Goal:
Locate each row below that contains the string "tree" and copy those rows out in full. Case counts.

Extracted records

"""

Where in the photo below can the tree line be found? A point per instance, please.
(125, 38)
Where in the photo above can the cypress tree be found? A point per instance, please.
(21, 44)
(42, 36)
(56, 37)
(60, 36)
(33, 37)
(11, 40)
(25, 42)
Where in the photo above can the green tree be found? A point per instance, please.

"""
"""

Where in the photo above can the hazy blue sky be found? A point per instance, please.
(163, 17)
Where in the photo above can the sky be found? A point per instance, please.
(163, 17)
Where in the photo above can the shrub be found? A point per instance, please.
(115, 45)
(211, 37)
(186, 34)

"""

The result:
Where in the photo below can the tree line be found? A point per instance, please.
Where in the photo above can the cypress tree be found? A point per instance, please.
Where in the photo above can the green tree be found? A point per instance, please.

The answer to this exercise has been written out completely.